# [QUOTED PASSAGE]
+---+

No CloudFormation, no Terraform, no CDK. For a single-function service, bash scripts with aws cli calls are simpler to understand, debug, and modify. The entire infrastructure setup is under 200 lines of shell script.
Observability
The service logs structured JSON to CloudWatch and records metrics to Redis:
- Cold start detection: Compares Lambda initialization time against the invocation timestamp. If they are within 100ms, it is a cold start.
- Request latency: Measured from handler entry to response, recorded as sorted sets in Redis for percentile analysis.
- Error tracking: Error types counted per day for alerting.
- Recent events: The last 1000 request events stored as a JSON list for debugging.
CloudWatch log retention is set to 7 days. For a stateless embedding service, longer retention is rarely useful — the interesting data is in the metrics, not the individual log lines.
The Cost Math
For a team generating 100,000 embedding operations per month:
OpenAI text-embedding-3-small: At an average of 50 tokens per text, that is 5 million tokens per month. At $0.10 per million tokens, the cost is $0.50/month. Cheap — but that is a low-volume scenario.
At 10 million operations per month (the scale where semantic search, constraint matching, and plan enrichment add up across a team), the OpenAI cost is $50/month. Still manageable, but now add latency: 100-300ms per request, thousands of requests per day, each one a network round trip to an external service.

+---+

[Source records]

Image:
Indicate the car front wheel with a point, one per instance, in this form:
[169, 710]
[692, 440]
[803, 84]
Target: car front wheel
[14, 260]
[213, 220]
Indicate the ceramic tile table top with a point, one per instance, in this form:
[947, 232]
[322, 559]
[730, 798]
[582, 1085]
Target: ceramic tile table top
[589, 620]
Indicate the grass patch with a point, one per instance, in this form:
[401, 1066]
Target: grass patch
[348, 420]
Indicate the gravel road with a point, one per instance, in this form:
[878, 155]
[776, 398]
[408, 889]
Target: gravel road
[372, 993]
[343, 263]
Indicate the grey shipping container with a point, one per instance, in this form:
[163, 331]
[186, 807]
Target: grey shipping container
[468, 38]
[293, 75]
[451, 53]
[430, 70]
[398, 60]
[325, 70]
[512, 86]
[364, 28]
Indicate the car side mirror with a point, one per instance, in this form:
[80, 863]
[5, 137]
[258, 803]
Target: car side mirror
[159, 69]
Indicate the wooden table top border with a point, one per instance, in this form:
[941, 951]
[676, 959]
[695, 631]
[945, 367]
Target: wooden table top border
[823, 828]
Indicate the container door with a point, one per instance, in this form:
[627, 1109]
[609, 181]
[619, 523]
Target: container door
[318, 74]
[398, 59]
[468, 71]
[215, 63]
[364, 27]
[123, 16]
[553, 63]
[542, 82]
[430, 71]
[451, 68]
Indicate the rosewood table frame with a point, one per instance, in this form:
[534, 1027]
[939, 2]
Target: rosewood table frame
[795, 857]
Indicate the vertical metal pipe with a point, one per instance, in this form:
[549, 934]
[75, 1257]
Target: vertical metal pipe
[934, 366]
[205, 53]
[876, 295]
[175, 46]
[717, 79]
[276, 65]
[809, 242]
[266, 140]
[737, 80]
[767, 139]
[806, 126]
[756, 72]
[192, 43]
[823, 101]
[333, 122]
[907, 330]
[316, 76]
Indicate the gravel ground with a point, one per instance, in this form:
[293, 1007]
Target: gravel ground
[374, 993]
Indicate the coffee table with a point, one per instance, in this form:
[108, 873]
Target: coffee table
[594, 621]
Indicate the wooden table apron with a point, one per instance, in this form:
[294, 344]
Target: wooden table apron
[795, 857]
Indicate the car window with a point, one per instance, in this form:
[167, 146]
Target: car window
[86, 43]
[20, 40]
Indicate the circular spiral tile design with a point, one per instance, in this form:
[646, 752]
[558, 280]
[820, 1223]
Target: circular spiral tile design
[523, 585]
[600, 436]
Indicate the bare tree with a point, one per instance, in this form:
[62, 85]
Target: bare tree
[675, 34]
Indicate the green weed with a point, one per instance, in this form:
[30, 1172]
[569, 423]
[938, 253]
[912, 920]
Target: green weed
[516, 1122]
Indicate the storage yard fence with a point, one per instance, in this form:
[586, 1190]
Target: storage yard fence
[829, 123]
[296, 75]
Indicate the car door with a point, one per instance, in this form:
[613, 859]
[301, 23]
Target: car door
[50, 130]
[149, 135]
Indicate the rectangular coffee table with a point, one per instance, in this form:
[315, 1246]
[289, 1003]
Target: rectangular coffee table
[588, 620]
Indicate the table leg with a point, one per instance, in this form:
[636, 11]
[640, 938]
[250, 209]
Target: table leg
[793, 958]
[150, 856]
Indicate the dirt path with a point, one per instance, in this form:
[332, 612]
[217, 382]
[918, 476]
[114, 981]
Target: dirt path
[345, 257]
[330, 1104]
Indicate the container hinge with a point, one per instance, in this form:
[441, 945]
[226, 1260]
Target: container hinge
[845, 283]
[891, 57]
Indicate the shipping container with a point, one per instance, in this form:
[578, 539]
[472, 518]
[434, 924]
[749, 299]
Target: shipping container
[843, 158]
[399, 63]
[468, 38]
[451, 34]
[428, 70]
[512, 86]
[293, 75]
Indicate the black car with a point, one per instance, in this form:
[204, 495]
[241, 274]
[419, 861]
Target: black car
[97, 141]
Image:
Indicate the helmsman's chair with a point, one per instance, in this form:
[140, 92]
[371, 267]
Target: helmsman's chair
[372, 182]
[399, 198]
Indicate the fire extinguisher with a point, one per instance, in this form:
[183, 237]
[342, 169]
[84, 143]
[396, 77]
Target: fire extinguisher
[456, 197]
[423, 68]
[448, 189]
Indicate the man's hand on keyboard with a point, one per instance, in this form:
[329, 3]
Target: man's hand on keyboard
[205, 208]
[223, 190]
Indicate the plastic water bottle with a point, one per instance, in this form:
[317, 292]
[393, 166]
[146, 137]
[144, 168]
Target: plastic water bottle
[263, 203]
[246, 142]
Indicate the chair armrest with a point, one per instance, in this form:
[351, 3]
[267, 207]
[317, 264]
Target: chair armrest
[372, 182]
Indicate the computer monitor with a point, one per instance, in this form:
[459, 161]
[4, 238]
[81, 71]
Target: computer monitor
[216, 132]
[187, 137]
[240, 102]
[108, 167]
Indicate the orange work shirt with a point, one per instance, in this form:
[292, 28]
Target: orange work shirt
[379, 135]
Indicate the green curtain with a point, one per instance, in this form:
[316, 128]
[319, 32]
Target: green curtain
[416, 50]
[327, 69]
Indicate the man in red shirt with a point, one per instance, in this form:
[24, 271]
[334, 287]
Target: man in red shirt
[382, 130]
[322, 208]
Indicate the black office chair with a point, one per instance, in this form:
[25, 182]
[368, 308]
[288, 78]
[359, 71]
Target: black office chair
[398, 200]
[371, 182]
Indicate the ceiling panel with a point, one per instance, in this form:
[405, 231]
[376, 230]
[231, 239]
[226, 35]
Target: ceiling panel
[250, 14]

+---+

# [EXERCISE PROMPT]
Write the next part of the passage about the Lambda embedding service, picking up after its final sentence. The listing above is drawn from a separate source.

# [RESULT]
Self-hosted Lambda: At 2GB memory and ~100ms average duration on warm invocations, each invocation costs approximately $0.0000033. Ten million invocations: ~$33/month in Lambda compute. Plus ECR storage ($0.10/GB/month for the container image). No API Gateway cost because internal services invoke the Lambda directly. Total: under $35/month.
The cost advantage is real but not the primary driver. The primary drivers are latency and privacy. The cost savings are a bonus.
When This Is Not Worth It
Self-hosted embeddings are not the right choice for every team.
If you need multilingual embeddings, the compact English-only models like BGE-small are not sufficient. Multilingual models are larger, require more memory, and may justify a GPU-backed inference endpoint instead of Lambda.
If your volume is very low (under 10,000 operations per month), the engineering investment in deploying and maintaining a Lambda function exceeds the cost savings. Just call OpenAI.
If you need the absolute highest embedding quality, larger models like text-embedding-3-large (3072 dimensions) will outperform BGE-small on broad benchmarks. For domain-specific technical content, the gap is smaller than the benchmarks suggest, but it exists.
If you do not have AWS infrastructure, the deployment scripts assume ECR and Lambda. Adapting to GCP Cloud Run or Azure Container Apps is straightforward but requires rewriting the deployment layer.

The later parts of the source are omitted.